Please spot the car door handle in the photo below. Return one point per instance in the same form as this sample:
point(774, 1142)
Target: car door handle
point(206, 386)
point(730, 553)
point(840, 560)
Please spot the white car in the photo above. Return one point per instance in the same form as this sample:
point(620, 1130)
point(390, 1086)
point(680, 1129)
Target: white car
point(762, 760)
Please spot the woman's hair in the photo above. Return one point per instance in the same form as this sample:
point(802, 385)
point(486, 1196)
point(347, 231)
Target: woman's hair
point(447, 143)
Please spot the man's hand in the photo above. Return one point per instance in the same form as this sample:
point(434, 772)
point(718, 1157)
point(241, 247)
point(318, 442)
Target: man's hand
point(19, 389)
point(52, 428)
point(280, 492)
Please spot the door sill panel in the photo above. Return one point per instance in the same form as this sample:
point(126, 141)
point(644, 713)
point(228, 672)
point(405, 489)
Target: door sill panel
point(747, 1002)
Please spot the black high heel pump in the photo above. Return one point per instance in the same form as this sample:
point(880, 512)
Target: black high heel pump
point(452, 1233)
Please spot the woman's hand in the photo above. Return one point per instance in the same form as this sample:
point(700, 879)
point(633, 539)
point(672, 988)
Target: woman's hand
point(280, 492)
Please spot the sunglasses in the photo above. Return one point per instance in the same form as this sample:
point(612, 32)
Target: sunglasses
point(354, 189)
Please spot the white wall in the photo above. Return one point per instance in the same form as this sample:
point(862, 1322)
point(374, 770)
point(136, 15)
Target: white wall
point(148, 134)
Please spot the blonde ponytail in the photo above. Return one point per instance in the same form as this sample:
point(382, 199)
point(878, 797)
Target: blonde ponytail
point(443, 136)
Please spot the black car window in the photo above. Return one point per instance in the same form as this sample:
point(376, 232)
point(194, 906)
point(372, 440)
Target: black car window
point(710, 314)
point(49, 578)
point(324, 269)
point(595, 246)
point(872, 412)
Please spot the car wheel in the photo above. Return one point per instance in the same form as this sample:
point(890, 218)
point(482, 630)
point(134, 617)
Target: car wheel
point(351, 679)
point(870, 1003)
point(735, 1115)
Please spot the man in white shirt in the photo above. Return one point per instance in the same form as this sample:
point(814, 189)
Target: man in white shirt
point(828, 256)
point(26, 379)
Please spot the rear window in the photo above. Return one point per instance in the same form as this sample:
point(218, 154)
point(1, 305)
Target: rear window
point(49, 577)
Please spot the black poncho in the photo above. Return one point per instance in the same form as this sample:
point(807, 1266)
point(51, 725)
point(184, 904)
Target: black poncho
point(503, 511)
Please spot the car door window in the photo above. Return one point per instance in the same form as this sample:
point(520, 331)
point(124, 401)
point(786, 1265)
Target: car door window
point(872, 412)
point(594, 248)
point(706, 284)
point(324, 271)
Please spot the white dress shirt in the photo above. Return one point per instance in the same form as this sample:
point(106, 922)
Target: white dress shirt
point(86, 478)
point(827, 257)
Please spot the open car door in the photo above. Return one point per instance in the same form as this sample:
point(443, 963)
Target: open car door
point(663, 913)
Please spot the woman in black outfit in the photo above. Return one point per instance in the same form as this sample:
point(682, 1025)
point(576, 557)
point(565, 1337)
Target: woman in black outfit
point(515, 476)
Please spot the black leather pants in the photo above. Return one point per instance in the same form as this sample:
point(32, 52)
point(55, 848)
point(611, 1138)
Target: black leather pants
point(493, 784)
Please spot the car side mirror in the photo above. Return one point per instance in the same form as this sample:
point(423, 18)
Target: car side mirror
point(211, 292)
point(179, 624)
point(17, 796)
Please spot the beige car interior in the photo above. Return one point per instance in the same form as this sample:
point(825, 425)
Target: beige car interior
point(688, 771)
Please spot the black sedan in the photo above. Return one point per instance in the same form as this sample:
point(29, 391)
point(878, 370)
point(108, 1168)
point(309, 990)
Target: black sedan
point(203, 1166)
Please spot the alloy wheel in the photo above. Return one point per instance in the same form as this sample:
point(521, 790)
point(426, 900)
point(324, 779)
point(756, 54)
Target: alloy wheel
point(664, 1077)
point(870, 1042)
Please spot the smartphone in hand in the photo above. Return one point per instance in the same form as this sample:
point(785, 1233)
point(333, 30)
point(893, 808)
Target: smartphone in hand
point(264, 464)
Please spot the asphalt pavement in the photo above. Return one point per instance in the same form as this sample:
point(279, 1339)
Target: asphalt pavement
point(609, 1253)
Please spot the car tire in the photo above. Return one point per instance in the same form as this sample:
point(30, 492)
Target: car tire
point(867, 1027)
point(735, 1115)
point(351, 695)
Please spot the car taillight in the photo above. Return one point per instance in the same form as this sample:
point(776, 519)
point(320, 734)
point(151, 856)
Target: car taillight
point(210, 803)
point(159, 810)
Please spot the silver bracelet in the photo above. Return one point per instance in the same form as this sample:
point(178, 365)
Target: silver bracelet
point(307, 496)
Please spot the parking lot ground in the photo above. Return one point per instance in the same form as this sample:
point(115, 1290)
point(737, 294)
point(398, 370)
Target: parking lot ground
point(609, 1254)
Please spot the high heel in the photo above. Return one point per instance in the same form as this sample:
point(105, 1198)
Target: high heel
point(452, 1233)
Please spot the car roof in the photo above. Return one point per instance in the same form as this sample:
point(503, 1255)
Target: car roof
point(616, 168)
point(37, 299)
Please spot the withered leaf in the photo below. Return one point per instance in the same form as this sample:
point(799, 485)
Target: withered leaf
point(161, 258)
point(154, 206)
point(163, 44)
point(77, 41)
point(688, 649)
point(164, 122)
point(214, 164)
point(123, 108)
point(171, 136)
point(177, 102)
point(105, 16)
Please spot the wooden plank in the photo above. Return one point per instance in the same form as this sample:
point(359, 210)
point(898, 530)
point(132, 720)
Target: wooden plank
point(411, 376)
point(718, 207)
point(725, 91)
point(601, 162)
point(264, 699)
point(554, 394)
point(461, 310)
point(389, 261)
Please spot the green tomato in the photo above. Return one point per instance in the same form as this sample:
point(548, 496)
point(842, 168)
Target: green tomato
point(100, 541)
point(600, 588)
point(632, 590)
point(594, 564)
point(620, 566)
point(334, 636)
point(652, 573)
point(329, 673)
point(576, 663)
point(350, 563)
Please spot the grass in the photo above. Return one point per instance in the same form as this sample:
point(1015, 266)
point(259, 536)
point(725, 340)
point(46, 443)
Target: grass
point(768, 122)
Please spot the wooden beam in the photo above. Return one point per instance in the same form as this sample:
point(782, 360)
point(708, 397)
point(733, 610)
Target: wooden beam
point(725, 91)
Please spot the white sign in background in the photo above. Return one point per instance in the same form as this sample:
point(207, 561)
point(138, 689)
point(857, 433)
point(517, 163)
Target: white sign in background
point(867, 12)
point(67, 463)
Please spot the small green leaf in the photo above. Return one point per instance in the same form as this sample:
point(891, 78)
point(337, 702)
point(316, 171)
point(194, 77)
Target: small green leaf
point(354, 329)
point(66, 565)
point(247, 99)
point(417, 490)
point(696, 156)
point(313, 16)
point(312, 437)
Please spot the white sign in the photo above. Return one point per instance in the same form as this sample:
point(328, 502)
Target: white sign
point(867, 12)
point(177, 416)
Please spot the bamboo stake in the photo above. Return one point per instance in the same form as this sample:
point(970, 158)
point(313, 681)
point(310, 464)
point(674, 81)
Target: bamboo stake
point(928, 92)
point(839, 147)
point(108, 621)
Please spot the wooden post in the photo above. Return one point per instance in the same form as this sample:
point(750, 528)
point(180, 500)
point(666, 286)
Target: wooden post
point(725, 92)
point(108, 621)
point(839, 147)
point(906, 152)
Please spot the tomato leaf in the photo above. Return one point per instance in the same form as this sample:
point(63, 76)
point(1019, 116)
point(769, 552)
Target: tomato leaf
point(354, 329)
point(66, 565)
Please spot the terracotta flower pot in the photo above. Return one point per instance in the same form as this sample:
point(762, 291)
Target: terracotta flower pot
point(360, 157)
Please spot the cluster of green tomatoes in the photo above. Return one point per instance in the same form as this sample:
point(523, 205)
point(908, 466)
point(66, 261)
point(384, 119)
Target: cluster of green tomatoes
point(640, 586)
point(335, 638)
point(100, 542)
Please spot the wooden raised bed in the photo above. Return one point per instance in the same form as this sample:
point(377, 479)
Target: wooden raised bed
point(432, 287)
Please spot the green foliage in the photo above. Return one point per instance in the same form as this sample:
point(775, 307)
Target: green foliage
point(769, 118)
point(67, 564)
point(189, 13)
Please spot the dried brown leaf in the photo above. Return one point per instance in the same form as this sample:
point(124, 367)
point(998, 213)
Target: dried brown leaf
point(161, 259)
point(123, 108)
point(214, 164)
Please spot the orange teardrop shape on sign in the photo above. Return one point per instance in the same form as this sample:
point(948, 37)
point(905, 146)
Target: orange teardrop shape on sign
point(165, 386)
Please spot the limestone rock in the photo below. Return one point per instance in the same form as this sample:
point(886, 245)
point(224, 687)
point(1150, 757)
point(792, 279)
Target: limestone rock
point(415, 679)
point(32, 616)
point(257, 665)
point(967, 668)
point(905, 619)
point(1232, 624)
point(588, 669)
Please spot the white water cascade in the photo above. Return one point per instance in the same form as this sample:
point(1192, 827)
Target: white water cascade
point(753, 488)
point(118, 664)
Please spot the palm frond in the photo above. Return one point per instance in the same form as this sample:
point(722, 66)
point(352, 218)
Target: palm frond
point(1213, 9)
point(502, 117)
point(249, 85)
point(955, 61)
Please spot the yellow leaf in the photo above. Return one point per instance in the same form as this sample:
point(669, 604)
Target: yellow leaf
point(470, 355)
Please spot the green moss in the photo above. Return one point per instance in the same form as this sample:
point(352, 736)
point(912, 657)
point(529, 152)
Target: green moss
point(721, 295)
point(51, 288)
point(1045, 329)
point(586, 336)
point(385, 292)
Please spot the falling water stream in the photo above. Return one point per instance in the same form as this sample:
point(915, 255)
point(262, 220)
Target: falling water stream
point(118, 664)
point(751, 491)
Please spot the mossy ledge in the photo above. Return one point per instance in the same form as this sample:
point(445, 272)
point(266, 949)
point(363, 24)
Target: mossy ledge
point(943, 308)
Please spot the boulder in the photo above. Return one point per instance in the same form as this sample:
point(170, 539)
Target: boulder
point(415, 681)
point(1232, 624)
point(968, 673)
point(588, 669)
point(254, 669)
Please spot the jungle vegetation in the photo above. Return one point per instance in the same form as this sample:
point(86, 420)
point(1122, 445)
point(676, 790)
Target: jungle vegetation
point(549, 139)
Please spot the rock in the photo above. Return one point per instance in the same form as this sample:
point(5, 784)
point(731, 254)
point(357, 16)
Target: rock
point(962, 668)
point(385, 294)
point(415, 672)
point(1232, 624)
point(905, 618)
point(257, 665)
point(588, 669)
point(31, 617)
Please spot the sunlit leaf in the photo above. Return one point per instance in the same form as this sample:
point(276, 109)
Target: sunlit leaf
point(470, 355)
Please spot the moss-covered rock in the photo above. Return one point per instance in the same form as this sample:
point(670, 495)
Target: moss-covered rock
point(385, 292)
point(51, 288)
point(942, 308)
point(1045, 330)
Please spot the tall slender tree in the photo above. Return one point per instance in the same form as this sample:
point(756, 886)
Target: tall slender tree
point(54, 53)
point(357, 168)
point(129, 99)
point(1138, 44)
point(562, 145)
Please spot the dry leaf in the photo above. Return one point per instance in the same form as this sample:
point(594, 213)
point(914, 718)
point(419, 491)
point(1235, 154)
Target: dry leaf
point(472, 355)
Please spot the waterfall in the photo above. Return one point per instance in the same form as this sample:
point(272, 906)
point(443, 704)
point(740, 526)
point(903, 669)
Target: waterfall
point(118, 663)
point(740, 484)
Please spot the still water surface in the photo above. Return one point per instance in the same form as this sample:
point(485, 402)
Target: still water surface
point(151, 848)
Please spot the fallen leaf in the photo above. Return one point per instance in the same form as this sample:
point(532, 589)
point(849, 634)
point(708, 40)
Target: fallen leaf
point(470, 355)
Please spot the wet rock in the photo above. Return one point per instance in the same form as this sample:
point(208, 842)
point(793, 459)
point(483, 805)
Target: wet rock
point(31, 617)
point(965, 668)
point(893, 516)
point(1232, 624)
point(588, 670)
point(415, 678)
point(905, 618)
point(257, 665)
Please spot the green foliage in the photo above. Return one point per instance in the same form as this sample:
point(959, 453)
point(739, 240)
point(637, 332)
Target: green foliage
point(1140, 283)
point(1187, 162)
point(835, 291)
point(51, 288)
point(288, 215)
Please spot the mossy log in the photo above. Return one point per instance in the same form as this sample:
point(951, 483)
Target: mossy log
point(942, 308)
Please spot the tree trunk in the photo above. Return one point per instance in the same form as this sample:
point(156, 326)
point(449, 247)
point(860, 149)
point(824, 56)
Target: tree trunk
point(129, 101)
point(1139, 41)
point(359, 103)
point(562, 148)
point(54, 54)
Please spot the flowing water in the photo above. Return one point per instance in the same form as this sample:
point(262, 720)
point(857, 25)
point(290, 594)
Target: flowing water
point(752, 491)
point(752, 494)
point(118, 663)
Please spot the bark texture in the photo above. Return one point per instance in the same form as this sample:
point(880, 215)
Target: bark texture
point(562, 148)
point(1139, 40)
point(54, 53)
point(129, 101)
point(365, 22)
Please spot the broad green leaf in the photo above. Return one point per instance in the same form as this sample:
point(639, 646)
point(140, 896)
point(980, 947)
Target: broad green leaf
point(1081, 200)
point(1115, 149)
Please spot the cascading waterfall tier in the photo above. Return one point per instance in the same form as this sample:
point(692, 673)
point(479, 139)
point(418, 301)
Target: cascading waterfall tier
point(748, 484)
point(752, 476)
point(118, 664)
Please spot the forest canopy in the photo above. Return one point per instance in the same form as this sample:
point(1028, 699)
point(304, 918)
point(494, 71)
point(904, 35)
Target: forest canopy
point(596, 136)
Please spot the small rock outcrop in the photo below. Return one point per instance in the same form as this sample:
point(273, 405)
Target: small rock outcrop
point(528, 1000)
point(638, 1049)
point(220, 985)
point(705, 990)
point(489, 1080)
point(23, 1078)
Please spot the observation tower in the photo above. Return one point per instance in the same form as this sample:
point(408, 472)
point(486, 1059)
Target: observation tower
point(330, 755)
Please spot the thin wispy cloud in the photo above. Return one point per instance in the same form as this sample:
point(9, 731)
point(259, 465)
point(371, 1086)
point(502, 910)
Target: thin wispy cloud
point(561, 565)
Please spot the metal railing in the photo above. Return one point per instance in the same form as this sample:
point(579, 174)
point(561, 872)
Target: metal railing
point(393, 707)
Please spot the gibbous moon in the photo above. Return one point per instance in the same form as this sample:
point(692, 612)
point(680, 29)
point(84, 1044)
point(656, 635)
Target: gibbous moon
_ _ _ _
Task details> Put the lines into a Markdown table with the columns Row and Line, numbering each row and leaving out blank lines. Begin at the line that has "Please spot the black sedan" and stop after the line that has "point(307, 496)".

Final answer>
| Row | Line |
|---|---|
| 1 | Please spot the black sedan in the photo above. Return one point per instance in the same form as this sample: |
| 2 | point(29, 391) |
| 3 | point(878, 370) |
| 4 | point(108, 1168) |
| 5 | point(309, 990) |
| 6 | Target: black sedan |
| 7 | point(203, 1166) |
| 8 | Please spot the alloy wheel in the photo above. Return one point per instance in the same form as this sample: |
| 9 | point(521, 790) |
| 10 | point(426, 900) |
| 11 | point(324, 779) |
| 12 | point(756, 54) |
| 13 | Target: alloy wheel |
| 14 | point(664, 1077) |
| 15 | point(870, 1042) |
| 16 | Please spot the smartphone in hand in the photo above. Return one point per instance in the same form as this sample: |
| 17 | point(785, 1233) |
| 18 | point(333, 30) |
| 19 | point(893, 808) |
| 20 | Target: smartphone in hand |
| 21 | point(264, 464) |
| 22 | Please spot the asphalt pavement in the photo above. Return one point per instance in the same form as this sample: |
| 23 | point(279, 1339) |
| 24 | Target: asphalt pavement |
| 25 | point(609, 1253) |
| 26 | Please spot the car tire in the photo above. Return one point per instance in the same form as this sample: |
| 27 | point(30, 492) |
| 28 | Target: car tire |
| 29 | point(867, 1027) |
| 30 | point(735, 1115) |
| 31 | point(351, 695) |
| 32 | Please spot the car taillight in the photo above. Return one point per instance in the same form as this sample: |
| 33 | point(776, 519) |
| 34 | point(320, 734) |
| 35 | point(151, 856) |
| 36 | Target: car taillight |
| 37 | point(210, 803) |
| 38 | point(159, 810) |
| 39 | Please spot the silver bracelet in the photo above. Return one point per instance in the same form as this sample: |
| 40 | point(178, 365) |
| 41 | Target: silver bracelet |
| 42 | point(307, 496) |